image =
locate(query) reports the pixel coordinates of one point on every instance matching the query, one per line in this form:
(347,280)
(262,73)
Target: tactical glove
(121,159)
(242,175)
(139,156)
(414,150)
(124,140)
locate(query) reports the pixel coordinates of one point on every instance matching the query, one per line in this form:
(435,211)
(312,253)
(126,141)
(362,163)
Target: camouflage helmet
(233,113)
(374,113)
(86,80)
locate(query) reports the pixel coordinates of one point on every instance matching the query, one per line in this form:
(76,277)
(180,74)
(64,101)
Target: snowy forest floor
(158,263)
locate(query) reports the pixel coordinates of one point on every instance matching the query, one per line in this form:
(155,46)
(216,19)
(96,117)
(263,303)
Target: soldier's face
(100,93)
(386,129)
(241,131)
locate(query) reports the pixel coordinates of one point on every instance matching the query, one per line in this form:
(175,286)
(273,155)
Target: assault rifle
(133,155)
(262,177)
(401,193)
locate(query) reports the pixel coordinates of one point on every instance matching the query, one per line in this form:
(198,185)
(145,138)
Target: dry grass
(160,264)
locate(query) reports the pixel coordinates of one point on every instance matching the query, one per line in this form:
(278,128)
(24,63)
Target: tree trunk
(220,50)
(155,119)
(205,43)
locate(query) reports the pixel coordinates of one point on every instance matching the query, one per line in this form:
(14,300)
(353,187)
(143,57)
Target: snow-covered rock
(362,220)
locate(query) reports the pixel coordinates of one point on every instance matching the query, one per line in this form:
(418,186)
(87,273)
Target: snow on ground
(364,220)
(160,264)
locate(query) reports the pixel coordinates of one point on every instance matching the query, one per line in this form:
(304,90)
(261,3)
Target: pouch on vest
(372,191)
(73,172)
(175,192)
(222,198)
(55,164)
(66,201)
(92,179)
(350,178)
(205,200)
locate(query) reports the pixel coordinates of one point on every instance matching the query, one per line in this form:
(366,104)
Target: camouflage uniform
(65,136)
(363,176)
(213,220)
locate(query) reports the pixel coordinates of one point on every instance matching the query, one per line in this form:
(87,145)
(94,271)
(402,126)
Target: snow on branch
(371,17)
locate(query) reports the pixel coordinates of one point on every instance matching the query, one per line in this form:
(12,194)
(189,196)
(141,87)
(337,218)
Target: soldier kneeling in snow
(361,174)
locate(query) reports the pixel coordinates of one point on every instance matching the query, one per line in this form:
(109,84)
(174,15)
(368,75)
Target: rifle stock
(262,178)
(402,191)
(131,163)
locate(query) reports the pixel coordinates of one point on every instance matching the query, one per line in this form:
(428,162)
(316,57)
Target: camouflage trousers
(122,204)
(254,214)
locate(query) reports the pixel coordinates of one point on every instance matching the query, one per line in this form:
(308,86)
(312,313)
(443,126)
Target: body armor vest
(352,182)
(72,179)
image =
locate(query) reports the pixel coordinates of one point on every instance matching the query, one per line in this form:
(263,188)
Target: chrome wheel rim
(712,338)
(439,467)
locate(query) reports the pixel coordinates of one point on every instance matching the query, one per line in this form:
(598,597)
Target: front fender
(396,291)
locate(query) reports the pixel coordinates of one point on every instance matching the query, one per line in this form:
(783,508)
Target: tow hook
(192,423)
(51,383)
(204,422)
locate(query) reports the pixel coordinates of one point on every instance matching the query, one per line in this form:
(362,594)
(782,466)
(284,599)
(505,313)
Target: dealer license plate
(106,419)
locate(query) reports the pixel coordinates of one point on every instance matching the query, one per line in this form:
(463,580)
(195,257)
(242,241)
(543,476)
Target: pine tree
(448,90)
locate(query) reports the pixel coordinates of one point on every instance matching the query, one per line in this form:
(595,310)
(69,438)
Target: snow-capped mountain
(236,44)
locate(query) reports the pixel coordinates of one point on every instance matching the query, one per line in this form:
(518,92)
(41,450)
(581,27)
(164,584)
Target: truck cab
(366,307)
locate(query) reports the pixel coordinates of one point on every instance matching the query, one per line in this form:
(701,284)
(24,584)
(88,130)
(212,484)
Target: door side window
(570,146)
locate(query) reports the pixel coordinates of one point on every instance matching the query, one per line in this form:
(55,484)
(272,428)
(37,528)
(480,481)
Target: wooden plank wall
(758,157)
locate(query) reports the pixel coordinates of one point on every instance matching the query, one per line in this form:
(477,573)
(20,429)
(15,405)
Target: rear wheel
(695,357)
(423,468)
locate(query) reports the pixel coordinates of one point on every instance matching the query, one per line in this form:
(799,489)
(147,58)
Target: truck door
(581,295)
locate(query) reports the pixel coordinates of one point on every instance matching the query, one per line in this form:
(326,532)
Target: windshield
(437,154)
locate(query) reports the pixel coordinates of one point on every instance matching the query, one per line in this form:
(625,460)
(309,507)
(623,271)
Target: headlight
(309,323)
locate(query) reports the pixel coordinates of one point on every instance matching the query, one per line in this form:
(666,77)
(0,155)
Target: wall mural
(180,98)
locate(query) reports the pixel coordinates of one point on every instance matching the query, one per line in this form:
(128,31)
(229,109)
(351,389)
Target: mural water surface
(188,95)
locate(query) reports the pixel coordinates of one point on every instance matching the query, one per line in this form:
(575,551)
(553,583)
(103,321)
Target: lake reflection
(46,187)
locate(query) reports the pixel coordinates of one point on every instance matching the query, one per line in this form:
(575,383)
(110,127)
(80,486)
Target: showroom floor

━━━━━━━━━━━━━━━━

■ **EXERCISE PROMPT**
Retype each record exactly, leaving nothing out.

■ **EXERCISE OUTPUT**
image =
locate(query) reports the pixel coordinates of one point on every instance matching the query, one per line in this form:
(347,280)
(262,73)
Target: tactical glove
(121,159)
(242,175)
(139,156)
(414,150)
(124,140)
locate(query) reports the pixel coordinates of one point on every instance matching the query, one per line in this form:
(435,211)
(312,253)
(126,141)
(362,163)
Target: camouflage helmet
(233,113)
(374,113)
(86,80)
locate(query) reports the pixel coordinates of one point on every instance matching the query, one per line in this form:
(76,277)
(180,74)
(64,101)
Target: snowy forest floor
(158,263)
locate(query) reports the pixel coordinates of one point on every instance matching the query, one per line in this form:
(155,46)
(216,19)
(96,117)
(263,303)
Target: soldier's face
(100,93)
(386,129)
(241,131)
locate(query) reports the pixel coordinates of one point on every instance matching the query, one per line in this form:
(175,286)
(273,155)
Target: assault rifle
(133,155)
(262,177)
(401,193)
locate(query) reports the pixel coordinates of one point on every instance matching the query, one per line in this form:
(198,185)
(145,138)
Target: dry grass
(160,264)
locate(query) reports the pixel coordinates of one point on every instance matching the query, one per line in this form:
(278,128)
(24,63)
Target: tree trunk
(220,50)
(155,119)
(205,43)
locate(query) reports the pixel coordinates of one point on every instance matching the query, one per line in this form:
(14,300)
(353,187)
(143,57)
Target: snow-covered rock
(362,220)
locate(query) reports the pixel coordinates of one point on every instance matching the query, one per line in this form:
(418,186)
(87,273)
Target: snow on ground
(364,220)
(160,264)
locate(query) reports the pixel coordinates of one point on every instance matching the query, one per line in this form:
(304,90)
(261,3)
Target: pouch on vest
(372,191)
(73,172)
(175,192)
(222,198)
(55,164)
(66,201)
(92,179)
(350,178)
(205,200)
locate(query) reports the pixel coordinates of one point on every instance matching the query, one per line in this form:
(366,104)
Target: camouflage uniform
(65,136)
(363,176)
(213,220)
locate(query) reports the pixel coordinates of one point on every instance matching the query, one per line in this form:
(87,145)
(94,271)
(402,126)
Target: snow on branch
(371,17)
locate(query) reports the pixel coordinates of one point on every instance matching the query, one per line in this form:
(12,194)
(189,196)
(141,87)
(337,218)
Target: soldier kneeling in snow
(361,174)
locate(query) reports the pixel coordinates of one point on every instance matching the query, one per line in this form:
(109,84)
(174,15)
(368,75)
Target: rifle stock
(262,178)
(402,191)
(131,163)
locate(query) reports the pixel coordinates of one point on every instance matching the query, one per line in this form:
(428,162)
(316,57)
Target: camouflage trousers
(122,204)
(254,214)
locate(query) reports the pixel coordinates of one point on every instance matching the query, one per line in this form:
(308,86)
(312,313)
(443,126)
Target: body armor vest
(352,182)
(72,179)
image =
locate(query) reports the pixel coordinates of one point on every instance matching the query, one per line in this form:
(263,188)
Target: chrome wheel rim
(712,338)
(439,467)
locate(query) reports the pixel coordinates of one point on every instance matching the query, one per line in this form:
(598,597)
Target: front fender
(396,291)
locate(query) reports the pixel coordinates of one point on every instance matching the query, one per line in this form:
(783,508)
Target: tow hook
(192,423)
(51,383)
(204,422)
locate(query) reports the pixel coordinates of one point on every instance matching the query, one per line in this form:
(362,594)
(782,466)
(284,599)
(505,313)
Target: dealer license plate
(106,419)
locate(query) reports the pixel coordinates of one point on every instance matching the query, one per line in this form:
(463,580)
(195,257)
(242,241)
(543,476)
Target: pine tree
(448,90)
locate(query) reports the pixel coordinates of one point on every instance matching the query, one per line in this form:
(595,310)
(69,438)
Target: snow-capped mountain
(236,44)
locate(query) reports the pixel coordinates of one point on every instance matching the query, one per line in this form:
(518,92)
(41,450)
(581,27)
(164,584)
Target: truck cab
(366,307)
locate(query) reports the pixel coordinates of one point on every instance matching the query, one per line in this form:
(701,284)
(24,584)
(88,130)
(212,484)
Target: door side window
(570,146)
locate(query) reports the pixel coordinates of one point on every instance matching the query, one per line in this form:
(55,484)
(272,428)
(37,528)
(480,481)
Target: wooden plank wall
(758,157)
locate(query) reports the pixel coordinates of one point on every instance matching the query, one per line in this form:
(477,573)
(20,429)
(15,405)
Target: rear wheel
(695,357)
(423,468)
locate(query) reports the pixel coordinates of one point on every instance matching the query, one per line in this form:
(799,489)
(147,58)
Target: truck door
(581,295)
locate(query) reports the pixel coordinates of one point on every instance matching the query, one per line in this form:
(326,532)
Target: windshield
(437,154)
locate(query) reports the pixel coordinates of one point on every instance matching the query, one per line in this form:
(625,460)
(309,507)
(623,271)
Target: headlight
(309,323)
locate(query) reports the pixel coordinates of one point on every instance matching the query, one per line in this form:
(666,77)
(0,155)
Target: wall mural
(180,98)
locate(query) reports the pixel coordinates of one point on every instance matching the query, one per line in this form:
(128,31)
(229,109)
(351,389)
Target: mural water surface
(188,95)
locate(query) reports the pixel coordinates of one point on every instance matching the query, one per line in this form:
(575,551)
(553,583)
(103,321)
Target: lake reflection
(46,187)
locate(query) reports the pixel coordinates of one point on every instance matching the query, one per line in this form:
(575,383)
(110,127)
(80,486)
Target: showroom floor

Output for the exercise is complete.